======== DATA TO USE

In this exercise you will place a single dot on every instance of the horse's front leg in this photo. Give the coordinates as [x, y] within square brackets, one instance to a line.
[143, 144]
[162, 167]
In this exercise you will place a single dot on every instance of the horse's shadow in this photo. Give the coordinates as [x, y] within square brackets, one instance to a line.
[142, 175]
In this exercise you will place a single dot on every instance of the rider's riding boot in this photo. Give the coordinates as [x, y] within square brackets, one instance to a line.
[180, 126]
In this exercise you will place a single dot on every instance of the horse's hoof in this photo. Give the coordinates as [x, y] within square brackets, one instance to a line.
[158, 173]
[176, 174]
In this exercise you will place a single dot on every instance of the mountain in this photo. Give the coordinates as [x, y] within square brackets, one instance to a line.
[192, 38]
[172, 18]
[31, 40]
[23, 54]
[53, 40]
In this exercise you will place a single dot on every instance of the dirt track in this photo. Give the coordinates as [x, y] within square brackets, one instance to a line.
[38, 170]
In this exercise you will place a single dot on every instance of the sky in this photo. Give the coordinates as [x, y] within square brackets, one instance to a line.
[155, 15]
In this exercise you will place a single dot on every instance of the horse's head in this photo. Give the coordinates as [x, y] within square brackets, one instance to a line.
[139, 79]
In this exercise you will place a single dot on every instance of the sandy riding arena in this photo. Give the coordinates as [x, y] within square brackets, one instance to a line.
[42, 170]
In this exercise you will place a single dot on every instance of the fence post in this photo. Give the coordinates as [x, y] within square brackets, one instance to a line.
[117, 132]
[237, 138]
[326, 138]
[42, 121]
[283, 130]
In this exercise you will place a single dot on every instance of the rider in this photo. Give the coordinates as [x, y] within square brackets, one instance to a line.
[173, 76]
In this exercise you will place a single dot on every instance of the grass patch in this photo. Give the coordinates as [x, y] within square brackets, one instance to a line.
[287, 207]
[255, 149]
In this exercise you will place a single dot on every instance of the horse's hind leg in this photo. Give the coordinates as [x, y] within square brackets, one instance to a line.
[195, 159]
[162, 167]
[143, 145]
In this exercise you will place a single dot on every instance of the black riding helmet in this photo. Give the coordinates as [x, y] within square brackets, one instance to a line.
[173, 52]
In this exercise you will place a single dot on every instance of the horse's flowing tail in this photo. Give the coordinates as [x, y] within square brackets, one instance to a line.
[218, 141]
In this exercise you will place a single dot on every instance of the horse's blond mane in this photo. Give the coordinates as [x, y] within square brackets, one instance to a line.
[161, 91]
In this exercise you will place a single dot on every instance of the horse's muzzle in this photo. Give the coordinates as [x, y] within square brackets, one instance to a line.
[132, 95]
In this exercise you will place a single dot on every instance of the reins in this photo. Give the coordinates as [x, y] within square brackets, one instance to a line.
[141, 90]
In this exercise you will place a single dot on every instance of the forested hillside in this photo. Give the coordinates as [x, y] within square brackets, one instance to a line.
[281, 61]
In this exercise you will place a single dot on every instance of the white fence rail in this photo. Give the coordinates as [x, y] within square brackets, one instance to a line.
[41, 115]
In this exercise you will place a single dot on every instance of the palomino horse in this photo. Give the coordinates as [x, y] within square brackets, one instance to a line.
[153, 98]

================
======== DATA TO USE

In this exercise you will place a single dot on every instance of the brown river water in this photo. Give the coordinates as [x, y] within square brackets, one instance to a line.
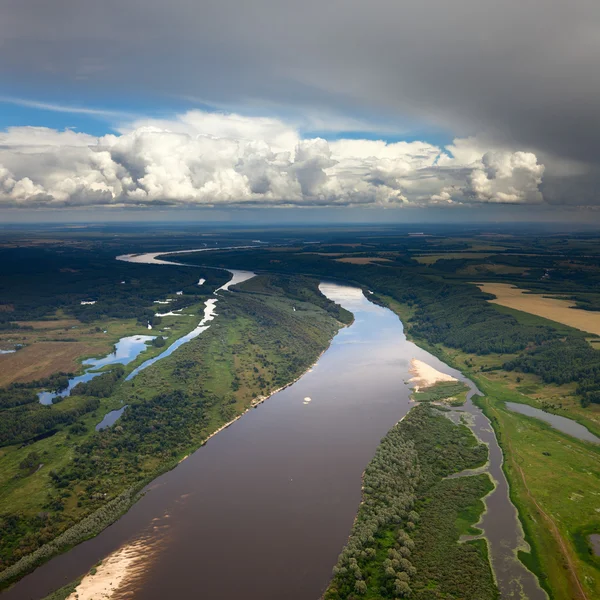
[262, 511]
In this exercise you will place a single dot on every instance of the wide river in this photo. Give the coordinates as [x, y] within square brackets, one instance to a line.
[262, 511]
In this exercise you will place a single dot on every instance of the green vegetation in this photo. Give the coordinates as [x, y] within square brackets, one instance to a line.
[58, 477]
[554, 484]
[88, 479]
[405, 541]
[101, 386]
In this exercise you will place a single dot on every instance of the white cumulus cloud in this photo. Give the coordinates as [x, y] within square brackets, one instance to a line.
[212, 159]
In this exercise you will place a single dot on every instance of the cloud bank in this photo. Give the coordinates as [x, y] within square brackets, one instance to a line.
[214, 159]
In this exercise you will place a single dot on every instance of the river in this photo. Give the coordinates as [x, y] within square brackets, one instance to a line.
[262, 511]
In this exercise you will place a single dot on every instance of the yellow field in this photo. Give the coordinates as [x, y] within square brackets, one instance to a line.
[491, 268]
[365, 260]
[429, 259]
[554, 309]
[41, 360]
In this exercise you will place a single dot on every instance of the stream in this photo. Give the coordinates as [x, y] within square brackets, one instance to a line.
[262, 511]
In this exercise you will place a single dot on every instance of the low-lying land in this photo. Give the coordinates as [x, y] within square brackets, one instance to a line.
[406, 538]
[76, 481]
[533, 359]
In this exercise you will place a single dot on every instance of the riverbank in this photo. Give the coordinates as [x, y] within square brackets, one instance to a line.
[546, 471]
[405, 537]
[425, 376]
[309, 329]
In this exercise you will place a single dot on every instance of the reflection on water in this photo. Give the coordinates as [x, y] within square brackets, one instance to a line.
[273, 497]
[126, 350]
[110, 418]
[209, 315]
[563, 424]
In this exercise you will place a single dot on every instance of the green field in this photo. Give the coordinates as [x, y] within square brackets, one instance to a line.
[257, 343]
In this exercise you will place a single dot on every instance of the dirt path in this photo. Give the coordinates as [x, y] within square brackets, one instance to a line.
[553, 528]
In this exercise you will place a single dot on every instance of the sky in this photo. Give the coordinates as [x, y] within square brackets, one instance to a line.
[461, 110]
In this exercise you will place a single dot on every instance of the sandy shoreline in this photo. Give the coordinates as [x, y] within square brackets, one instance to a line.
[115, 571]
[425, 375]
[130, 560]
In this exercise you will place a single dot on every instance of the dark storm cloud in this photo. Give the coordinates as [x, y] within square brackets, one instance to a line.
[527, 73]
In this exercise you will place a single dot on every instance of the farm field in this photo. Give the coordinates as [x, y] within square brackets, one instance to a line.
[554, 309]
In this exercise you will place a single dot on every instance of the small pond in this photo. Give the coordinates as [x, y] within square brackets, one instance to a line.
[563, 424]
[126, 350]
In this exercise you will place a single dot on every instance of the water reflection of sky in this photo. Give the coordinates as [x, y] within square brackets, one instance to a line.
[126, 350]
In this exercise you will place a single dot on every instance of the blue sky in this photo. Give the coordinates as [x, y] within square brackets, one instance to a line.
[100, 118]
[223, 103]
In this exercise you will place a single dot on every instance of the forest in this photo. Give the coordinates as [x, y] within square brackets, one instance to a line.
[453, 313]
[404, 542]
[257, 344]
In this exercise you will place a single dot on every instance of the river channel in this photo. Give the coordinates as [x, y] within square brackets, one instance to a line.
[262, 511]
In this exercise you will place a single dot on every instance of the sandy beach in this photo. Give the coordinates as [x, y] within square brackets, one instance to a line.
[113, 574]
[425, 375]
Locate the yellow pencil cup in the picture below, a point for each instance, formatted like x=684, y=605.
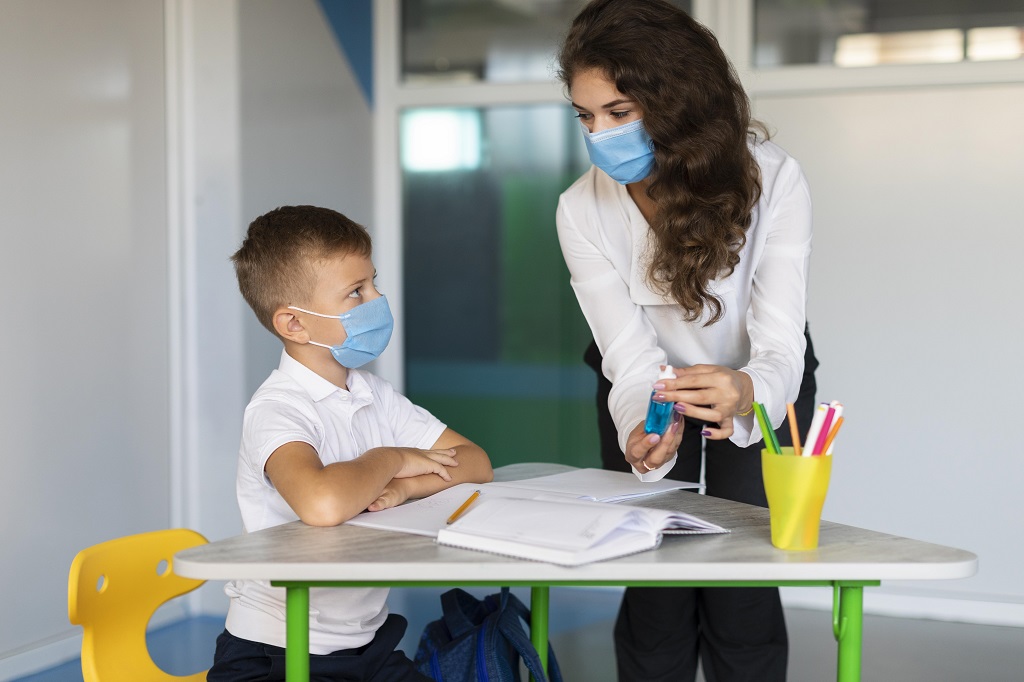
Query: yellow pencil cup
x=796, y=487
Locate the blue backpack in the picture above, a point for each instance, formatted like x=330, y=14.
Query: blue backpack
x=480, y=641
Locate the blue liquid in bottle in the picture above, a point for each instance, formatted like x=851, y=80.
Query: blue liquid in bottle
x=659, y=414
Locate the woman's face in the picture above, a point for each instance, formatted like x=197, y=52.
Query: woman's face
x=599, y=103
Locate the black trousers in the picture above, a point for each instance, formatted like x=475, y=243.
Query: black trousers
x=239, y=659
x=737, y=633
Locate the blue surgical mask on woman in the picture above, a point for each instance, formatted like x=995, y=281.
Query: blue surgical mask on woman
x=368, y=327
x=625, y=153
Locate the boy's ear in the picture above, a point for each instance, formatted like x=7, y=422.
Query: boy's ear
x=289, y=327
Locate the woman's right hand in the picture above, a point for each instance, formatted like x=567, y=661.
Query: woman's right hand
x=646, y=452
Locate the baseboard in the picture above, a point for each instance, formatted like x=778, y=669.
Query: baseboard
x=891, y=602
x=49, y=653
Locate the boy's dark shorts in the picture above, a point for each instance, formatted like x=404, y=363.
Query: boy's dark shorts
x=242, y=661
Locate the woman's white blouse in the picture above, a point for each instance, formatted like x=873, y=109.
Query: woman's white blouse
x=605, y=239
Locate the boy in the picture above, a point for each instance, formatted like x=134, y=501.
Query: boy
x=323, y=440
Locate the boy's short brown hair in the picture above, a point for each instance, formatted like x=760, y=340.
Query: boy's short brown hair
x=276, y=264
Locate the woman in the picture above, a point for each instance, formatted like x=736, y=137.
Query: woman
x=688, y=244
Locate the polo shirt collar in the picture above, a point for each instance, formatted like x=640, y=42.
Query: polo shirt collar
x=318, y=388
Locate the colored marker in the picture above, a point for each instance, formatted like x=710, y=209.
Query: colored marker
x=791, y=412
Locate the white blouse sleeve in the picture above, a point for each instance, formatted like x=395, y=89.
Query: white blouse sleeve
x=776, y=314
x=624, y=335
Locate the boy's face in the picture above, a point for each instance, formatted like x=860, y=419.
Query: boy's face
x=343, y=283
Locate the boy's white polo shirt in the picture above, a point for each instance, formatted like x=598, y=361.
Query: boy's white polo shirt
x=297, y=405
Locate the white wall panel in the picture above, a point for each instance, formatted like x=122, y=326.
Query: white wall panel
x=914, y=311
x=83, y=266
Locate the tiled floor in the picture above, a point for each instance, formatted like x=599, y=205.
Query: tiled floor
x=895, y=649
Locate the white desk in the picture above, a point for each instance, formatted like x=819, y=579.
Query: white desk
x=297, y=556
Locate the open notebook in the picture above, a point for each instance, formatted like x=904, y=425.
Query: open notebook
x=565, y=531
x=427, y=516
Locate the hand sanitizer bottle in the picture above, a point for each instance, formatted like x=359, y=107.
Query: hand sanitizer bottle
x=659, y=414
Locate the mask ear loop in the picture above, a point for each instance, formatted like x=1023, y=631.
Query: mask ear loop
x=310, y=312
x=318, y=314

================
======== DATA TO USE

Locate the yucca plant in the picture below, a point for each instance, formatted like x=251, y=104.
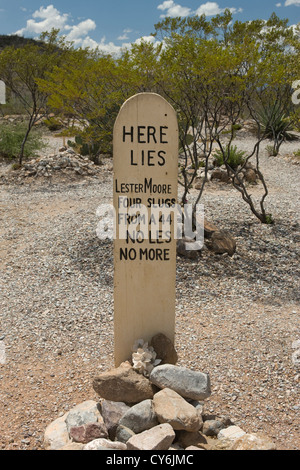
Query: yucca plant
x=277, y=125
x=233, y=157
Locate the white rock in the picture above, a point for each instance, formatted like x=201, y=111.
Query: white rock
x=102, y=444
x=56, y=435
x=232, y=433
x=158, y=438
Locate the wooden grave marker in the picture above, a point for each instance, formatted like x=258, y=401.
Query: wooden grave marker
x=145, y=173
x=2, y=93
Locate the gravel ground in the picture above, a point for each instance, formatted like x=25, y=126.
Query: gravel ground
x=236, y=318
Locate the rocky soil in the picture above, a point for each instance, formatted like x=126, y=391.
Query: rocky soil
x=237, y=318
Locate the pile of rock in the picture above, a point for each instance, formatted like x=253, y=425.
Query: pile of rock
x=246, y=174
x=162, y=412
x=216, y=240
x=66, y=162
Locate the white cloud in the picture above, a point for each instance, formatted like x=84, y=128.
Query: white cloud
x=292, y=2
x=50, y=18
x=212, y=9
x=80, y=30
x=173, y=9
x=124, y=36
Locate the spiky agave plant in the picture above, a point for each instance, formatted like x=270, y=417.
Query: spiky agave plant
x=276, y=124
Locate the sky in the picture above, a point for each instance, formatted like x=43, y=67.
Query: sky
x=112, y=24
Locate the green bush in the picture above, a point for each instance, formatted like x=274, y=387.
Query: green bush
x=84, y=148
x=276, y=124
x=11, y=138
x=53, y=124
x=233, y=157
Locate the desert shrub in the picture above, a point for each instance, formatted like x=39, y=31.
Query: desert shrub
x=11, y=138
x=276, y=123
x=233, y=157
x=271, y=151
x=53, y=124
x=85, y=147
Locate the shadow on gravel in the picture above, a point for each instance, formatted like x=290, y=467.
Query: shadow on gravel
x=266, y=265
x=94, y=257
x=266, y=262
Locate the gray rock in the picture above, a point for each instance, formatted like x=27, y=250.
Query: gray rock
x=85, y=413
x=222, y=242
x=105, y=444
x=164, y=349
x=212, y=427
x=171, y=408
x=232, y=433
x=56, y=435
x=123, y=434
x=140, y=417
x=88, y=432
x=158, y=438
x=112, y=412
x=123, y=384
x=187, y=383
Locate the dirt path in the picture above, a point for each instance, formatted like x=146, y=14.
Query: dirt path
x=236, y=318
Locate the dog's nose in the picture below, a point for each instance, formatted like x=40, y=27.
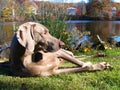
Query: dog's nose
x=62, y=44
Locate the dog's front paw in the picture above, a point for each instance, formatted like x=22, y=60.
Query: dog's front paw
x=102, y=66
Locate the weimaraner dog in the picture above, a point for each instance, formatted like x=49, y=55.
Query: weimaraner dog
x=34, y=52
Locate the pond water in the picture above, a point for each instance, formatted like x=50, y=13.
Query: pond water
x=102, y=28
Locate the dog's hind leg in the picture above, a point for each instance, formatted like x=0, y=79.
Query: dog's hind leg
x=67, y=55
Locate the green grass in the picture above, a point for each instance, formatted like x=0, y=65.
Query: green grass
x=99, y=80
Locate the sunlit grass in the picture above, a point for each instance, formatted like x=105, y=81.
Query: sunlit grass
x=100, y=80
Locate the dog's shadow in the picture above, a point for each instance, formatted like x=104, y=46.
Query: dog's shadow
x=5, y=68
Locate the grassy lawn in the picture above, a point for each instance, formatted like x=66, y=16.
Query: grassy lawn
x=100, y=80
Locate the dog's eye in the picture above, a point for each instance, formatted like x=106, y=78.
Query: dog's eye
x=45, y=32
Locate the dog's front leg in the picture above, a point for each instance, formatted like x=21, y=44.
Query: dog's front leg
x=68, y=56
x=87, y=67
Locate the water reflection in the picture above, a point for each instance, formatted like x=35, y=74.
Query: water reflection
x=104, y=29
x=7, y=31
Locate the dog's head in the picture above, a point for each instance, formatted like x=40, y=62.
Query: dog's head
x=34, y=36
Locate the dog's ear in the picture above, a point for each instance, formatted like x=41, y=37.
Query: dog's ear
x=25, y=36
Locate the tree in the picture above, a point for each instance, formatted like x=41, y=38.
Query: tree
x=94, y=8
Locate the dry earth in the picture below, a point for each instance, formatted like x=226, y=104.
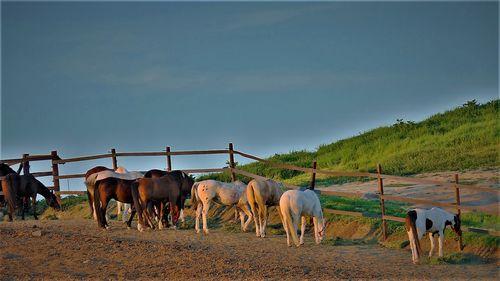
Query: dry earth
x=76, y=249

================

**WORK ITEM**
On how many lines of the records above does the word "below" appear? Answer with only that number.

**TASK RESULT**
4